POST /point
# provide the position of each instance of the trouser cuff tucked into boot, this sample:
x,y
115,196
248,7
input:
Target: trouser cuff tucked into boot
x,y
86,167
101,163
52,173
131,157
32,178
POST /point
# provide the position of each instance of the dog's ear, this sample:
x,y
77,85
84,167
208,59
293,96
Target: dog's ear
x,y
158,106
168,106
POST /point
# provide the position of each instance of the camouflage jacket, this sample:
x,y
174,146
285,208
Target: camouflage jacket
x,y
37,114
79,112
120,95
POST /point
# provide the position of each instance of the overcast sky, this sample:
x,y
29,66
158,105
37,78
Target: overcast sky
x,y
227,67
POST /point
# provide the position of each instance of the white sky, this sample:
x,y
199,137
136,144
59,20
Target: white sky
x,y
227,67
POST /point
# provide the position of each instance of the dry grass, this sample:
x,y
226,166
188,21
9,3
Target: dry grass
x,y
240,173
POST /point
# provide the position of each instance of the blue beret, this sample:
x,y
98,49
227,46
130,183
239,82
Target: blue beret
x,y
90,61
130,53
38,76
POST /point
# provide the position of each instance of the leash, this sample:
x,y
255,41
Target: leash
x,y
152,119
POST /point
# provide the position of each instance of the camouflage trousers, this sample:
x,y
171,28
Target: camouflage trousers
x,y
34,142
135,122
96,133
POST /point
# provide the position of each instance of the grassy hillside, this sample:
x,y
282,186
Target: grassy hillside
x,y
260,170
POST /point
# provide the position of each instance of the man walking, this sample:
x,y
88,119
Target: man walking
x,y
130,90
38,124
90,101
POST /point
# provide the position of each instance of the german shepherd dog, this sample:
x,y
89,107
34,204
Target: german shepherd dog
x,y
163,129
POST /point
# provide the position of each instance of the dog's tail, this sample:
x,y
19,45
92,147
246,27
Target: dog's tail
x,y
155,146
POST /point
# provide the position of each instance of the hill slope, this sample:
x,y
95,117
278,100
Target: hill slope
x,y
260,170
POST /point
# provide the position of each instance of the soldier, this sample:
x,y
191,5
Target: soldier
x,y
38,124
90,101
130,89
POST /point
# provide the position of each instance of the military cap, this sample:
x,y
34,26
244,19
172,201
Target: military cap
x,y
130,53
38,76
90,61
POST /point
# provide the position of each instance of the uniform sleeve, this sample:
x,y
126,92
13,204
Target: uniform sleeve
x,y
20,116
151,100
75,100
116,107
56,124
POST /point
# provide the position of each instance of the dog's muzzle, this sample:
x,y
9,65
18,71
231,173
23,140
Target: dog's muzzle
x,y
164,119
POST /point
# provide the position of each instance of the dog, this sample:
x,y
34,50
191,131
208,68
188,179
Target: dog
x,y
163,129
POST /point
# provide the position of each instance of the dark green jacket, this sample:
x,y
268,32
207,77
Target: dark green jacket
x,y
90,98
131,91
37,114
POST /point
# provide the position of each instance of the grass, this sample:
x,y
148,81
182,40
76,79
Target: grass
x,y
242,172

--------

**WHAT THE TASK ASKS**
From the items above, copy each line that contains the string "dark". Treat uppercase and lowercase letters as distinct when matching.

**FULL OUTPUT**
# provide the position of each instance of the dark green jacket, this sample:
Target: dark green jacket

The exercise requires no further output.